(Testo citato)
====

Milano Classica ripropone in chiave moderna l’esperimento ottocentesco di Héxameron: sei pianisti improvvisano su temi dei Beatles
1837. Siamo in uno dei salotti mondani più ambiti della Parigi dell’epoca. In primo piano la bellissima principessa Cristina Trivulzio di Belgioioso, sullo sfondo (si fa per dire), convocati come i cinque detective del cult anni ’70 “Invito a cena con delitto”, i sei compositori più à la page: Franz Liszt, Frédéric Chopin, Sigismund Thalberg, Johann Pixis, Henri Herz e Carl Czerny. Parte tutto quasi per gioco: ognuno si mette al pianoforte e improvvisa sul tema della marcia dei “Puritani” di Bellini. Il risultato sarà un unicum nella storia della musica: la stesura di un brano musicale a sei mani, Héxameron.
2015. In occasione di Expo, un gioco di parole fa venire l’idea a Michele Fedrigotti, direttore artistico di Milano Classica: Héxpameron. E così ci ritroviamo all’interno della Palazzina Liberty in attesa di un concerto che ha tutte le premesse per essere il déjà vu dell’esperienza ottocentesca, riletta in chiave contemporanea. I temi su cui improvvisare sono infatti i beatlesiani Let it be, Imagine e We can work it out.

====

(Dati estratti)
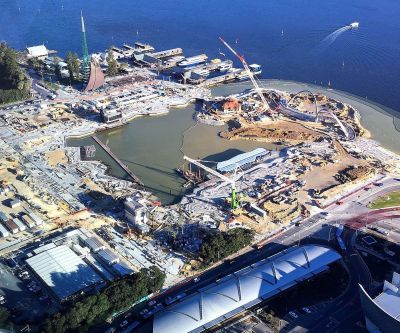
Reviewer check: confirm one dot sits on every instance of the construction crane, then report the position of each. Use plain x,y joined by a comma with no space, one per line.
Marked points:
235,202
249,73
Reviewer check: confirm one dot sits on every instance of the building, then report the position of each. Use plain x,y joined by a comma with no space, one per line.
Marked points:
108,257
19,224
60,269
110,115
382,313
35,218
242,160
94,244
231,106
39,52
11,226
241,290
136,213
3,231
28,220
96,77
3,217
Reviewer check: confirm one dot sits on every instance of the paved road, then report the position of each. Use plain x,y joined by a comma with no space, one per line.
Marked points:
352,206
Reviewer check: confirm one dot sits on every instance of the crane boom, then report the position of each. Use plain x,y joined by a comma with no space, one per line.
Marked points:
206,168
249,73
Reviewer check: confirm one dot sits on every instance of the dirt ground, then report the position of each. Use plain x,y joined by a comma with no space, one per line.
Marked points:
321,177
56,157
281,130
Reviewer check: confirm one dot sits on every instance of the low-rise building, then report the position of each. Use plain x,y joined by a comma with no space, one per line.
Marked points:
108,257
382,313
136,212
94,244
39,52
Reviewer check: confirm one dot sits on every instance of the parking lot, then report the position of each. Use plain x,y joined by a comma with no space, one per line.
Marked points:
24,296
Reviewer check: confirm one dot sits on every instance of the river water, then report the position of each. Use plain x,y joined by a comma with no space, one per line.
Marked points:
151,146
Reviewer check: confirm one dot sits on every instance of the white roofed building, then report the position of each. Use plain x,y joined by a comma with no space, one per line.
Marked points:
39,51
64,272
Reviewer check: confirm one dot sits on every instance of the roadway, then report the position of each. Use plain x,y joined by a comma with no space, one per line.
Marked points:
352,206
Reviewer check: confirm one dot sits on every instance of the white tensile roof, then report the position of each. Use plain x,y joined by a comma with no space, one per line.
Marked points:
245,288
37,51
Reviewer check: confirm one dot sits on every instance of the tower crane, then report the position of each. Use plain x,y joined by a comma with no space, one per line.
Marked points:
234,199
249,73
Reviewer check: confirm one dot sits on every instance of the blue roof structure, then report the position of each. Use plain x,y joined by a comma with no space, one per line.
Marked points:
241,160
243,289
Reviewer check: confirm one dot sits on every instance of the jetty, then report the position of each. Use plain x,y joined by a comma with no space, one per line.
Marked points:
116,159
234,74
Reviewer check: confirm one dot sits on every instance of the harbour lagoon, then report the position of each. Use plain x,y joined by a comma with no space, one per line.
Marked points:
153,147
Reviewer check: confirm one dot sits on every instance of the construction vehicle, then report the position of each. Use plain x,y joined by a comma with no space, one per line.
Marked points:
234,198
265,105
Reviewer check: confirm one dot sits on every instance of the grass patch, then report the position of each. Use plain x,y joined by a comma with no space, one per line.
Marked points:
389,200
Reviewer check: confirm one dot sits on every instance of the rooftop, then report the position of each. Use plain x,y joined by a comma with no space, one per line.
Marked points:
236,292
389,299
63,271
241,159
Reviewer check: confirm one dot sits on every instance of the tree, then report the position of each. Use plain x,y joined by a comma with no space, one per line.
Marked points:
35,63
14,82
92,310
73,64
112,64
218,246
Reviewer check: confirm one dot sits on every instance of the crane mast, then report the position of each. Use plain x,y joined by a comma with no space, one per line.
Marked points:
249,73
234,199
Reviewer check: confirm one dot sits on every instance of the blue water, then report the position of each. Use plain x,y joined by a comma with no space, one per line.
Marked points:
370,54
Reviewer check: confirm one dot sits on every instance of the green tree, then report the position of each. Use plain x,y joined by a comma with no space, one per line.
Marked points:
220,245
73,64
35,63
112,68
14,82
119,295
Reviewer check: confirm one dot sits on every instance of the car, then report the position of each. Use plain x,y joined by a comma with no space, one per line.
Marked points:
110,330
127,315
143,312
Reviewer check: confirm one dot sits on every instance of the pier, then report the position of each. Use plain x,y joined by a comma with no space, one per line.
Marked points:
210,67
167,53
116,159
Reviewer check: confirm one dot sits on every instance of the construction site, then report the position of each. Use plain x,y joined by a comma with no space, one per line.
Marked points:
56,196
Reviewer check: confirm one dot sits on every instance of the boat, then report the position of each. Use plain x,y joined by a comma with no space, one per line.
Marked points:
354,25
193,61
225,66
255,69
202,72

====

(Consegna) Trascrivi tutto il passo del testo su Héxameron che va da "2015. In occasione" giù fino a "work it out.", scambiando "concerto" con "recital".

(Risposta)
2015. In occasione di Expo, un gioco di parole fa venire l’idea a Michele Fedrigotti, direttore artistico di Milano Classica: Héxpameron. E così ci ritroviamo all’interno della Palazzina Liberty in attesa di un recital che ha tutte le premesse per essere il déjà vu dell’esperienza ottocentesca, riletta in chiave contemporanea. I temi su cui improvvisare sono infatti i beatlesiani Let it be, Imagine e We can work it out.